## MATERIAL FOR THIS TASK

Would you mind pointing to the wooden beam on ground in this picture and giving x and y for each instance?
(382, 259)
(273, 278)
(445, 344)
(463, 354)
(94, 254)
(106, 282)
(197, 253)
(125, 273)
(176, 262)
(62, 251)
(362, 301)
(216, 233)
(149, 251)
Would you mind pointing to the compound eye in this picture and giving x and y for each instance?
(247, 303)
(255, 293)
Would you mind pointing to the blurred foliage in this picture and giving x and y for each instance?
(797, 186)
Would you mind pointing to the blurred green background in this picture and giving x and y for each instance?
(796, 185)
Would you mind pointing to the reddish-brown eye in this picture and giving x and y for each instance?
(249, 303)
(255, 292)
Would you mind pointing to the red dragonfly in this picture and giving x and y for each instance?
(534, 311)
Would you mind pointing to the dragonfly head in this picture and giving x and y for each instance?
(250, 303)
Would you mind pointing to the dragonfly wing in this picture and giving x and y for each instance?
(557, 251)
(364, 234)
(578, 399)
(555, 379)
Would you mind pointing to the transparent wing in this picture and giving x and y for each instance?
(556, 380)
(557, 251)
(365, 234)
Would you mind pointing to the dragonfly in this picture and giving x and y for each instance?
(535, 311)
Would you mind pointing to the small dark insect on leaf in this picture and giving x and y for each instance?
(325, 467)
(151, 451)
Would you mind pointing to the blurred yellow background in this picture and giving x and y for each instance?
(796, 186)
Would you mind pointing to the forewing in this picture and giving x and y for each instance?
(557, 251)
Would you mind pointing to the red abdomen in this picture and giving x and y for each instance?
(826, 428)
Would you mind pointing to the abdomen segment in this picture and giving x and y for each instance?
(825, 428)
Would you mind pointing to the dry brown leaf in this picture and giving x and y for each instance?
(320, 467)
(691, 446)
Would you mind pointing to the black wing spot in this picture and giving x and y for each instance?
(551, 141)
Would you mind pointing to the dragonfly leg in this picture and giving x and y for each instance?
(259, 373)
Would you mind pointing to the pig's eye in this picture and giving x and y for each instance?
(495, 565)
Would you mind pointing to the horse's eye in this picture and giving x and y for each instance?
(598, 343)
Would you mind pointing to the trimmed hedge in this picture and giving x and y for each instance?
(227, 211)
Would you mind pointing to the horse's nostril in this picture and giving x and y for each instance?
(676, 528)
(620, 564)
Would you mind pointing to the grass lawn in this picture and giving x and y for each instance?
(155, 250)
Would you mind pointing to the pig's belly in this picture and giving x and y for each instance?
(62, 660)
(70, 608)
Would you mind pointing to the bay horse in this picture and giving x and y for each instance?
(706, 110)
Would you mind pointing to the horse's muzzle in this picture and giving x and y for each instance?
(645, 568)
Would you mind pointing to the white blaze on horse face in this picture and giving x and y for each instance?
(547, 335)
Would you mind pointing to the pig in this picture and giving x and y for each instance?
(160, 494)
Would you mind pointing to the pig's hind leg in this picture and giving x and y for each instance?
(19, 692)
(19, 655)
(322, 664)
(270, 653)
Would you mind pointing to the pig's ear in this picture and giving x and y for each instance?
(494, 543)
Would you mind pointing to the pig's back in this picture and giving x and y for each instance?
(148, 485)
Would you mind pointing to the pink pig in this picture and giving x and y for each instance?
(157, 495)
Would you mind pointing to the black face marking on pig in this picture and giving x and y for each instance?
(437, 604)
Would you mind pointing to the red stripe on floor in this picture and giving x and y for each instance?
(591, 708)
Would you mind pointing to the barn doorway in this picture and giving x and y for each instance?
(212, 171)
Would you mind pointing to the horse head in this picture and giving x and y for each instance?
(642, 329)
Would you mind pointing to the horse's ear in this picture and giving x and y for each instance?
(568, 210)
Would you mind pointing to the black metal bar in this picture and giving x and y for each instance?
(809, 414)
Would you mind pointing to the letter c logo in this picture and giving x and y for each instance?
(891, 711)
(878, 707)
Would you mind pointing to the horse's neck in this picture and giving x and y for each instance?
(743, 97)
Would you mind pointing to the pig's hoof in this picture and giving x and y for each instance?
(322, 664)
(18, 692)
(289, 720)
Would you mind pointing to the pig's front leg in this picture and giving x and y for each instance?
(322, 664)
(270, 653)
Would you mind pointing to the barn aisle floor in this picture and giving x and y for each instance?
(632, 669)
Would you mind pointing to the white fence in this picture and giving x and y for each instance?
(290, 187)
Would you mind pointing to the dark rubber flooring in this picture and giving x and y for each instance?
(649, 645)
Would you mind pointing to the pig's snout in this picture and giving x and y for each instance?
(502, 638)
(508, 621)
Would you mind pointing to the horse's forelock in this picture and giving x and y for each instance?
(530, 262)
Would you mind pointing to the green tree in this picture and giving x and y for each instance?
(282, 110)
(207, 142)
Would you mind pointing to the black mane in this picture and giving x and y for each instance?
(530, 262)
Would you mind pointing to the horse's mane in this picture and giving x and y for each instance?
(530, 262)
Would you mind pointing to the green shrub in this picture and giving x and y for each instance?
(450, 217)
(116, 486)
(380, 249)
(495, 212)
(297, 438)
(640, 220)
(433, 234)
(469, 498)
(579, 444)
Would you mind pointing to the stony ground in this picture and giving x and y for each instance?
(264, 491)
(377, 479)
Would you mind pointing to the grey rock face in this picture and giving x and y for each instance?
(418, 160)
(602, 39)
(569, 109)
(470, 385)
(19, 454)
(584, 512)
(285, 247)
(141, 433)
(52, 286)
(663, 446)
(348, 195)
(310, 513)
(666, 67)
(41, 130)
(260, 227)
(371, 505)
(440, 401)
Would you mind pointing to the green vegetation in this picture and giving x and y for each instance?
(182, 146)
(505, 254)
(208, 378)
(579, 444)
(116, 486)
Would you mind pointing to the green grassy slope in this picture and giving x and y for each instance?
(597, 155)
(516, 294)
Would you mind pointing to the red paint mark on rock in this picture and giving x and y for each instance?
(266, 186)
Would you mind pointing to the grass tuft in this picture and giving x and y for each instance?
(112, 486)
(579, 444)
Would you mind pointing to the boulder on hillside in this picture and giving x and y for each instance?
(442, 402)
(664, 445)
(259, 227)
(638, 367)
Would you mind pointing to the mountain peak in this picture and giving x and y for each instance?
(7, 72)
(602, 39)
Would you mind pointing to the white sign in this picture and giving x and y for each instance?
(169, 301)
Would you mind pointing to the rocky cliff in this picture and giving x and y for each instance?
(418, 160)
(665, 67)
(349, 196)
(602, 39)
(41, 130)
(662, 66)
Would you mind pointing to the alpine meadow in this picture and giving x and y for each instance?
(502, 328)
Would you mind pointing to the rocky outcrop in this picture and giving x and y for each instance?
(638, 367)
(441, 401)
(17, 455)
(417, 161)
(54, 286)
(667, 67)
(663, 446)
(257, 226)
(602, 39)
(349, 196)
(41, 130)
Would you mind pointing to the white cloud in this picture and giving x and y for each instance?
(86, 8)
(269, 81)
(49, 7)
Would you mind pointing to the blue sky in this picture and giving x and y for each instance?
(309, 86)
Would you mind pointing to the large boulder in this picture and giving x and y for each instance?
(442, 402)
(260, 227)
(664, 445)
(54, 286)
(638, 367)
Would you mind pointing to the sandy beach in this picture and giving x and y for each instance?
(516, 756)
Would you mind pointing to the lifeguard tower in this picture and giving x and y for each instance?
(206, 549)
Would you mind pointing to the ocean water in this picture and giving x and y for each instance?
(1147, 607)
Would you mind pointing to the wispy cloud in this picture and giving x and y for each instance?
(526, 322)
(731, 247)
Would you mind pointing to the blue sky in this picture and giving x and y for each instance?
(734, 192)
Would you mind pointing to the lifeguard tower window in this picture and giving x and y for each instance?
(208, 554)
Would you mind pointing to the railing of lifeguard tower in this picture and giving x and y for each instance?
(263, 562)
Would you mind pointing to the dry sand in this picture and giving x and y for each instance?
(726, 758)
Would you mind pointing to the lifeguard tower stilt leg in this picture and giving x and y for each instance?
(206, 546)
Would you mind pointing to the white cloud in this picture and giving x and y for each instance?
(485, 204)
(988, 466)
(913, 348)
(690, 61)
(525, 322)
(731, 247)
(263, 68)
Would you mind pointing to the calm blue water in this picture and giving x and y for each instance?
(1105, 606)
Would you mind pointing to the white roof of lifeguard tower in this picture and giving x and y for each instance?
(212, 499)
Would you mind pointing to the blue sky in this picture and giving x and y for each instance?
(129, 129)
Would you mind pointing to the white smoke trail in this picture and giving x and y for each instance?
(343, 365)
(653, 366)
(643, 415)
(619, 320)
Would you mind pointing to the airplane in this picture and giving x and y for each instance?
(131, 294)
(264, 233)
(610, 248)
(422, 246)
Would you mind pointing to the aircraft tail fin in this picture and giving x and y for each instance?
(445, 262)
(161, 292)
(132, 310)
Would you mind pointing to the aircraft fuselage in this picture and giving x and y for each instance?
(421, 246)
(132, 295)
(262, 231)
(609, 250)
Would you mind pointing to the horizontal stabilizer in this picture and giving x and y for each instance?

## AIM
Output exactly the lines from the one containing "Would you mind pointing to the calm" through the last line of the entries, both ends included.

## RESPONSE TO THIS TASK
Would you mind pointing to the calm blue water in this picture and giving x and y for each instance?
(1105, 606)
Would you mind pointing to the white roof of lifeguard tower in this picture and giving x and y for each instance?
(212, 499)
Would you mind pointing to the blue sky in this picture and giving x and y for each instance?
(129, 129)
Would you mind pointing to the white smoke trail in this picture and giving x and y for each instance?
(343, 365)
(653, 366)
(643, 415)
(619, 320)
Would you mind pointing to the airplane in this picture and giving x and y for each instance?
(131, 294)
(264, 233)
(610, 248)
(422, 246)
Would you mind pointing to the aircraft tail fin in this picture and giving x and y for each instance?
(445, 262)
(161, 292)
(132, 310)
Would you mind pointing to the aircraft fuselage in this picture and giving x and y for each instance?
(421, 246)
(132, 295)
(262, 231)
(609, 250)
Would you mind pointing to the horizontal stabilizer in this picture and giving x and y for each instance?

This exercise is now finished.